**AVAILABLE DATA**
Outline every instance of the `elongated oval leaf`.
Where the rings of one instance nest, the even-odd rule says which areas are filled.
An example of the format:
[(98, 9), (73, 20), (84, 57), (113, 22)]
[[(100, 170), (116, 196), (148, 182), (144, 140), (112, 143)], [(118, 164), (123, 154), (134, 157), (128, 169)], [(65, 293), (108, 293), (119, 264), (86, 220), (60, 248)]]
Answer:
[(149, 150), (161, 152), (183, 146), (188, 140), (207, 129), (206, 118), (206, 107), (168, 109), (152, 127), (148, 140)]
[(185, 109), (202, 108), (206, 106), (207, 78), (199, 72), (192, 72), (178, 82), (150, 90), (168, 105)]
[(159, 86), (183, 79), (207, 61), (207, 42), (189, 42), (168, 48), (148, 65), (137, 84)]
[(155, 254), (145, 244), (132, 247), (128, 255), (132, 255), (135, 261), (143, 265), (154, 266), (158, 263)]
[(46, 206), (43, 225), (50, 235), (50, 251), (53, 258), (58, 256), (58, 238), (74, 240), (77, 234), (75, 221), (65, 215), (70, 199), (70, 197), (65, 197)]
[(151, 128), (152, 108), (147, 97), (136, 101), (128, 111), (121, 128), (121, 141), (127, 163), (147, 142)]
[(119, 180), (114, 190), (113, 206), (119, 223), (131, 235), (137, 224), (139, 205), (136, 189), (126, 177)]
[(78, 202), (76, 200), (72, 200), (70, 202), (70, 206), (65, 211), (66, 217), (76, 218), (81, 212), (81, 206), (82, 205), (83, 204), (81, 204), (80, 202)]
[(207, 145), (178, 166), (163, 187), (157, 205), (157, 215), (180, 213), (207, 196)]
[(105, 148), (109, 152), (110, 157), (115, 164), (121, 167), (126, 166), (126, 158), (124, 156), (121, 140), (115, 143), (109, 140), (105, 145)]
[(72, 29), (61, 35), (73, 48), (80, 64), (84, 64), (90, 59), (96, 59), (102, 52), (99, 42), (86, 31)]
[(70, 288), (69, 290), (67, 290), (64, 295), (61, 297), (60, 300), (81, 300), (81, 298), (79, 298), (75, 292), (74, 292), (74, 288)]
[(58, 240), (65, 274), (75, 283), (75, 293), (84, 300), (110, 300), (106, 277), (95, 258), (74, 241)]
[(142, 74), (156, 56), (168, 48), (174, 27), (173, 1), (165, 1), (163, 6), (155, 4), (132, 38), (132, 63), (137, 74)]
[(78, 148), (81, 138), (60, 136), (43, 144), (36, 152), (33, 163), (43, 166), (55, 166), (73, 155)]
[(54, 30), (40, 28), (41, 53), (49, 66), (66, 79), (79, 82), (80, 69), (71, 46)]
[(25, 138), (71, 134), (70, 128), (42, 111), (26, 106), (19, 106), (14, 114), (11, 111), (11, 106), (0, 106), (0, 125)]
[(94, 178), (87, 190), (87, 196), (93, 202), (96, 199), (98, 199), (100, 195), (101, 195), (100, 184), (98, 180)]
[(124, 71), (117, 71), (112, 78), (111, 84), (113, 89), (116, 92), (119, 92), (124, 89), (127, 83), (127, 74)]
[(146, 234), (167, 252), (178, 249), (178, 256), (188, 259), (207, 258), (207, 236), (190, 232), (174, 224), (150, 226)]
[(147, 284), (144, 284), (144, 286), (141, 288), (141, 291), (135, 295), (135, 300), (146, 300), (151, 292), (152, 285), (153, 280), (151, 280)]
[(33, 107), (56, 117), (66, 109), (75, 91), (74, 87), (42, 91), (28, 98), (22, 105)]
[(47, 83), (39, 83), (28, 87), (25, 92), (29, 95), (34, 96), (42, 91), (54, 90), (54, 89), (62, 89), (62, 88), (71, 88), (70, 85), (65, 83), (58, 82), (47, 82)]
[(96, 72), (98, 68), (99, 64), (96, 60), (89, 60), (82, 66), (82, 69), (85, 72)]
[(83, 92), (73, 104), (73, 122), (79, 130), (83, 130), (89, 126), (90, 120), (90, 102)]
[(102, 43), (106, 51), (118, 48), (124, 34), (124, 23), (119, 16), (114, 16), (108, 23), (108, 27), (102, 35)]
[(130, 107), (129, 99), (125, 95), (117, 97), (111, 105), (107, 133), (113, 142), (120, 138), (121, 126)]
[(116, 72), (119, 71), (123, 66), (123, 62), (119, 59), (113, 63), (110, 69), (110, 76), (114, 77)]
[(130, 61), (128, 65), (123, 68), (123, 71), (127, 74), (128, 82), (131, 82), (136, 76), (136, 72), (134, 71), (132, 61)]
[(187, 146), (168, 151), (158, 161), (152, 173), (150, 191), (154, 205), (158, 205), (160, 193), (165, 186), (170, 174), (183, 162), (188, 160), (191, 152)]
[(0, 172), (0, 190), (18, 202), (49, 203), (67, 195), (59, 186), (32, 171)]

==

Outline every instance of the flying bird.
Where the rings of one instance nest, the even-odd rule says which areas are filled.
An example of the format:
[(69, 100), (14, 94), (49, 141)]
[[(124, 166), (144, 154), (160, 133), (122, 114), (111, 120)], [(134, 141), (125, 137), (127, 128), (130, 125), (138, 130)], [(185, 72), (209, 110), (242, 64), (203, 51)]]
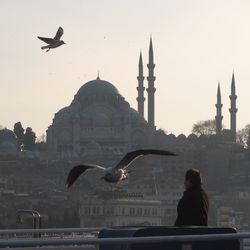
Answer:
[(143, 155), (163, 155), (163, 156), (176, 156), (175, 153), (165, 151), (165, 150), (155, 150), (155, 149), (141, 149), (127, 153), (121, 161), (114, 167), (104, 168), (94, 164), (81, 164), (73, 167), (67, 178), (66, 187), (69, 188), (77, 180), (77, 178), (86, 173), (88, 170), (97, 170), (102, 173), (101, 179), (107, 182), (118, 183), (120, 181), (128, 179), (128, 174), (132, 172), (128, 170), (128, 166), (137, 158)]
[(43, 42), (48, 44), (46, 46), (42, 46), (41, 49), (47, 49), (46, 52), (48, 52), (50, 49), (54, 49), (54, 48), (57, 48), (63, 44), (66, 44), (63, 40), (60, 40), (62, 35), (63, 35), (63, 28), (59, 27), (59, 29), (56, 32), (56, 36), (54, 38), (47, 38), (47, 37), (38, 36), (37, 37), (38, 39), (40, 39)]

**YOUR OBJECTIVE**
Using the records above, find and show each line with the string "Outline".

**TASK OUTPUT**
Outline every instance of the `elongated oval leaf`.
Outline every instance of the flying bird.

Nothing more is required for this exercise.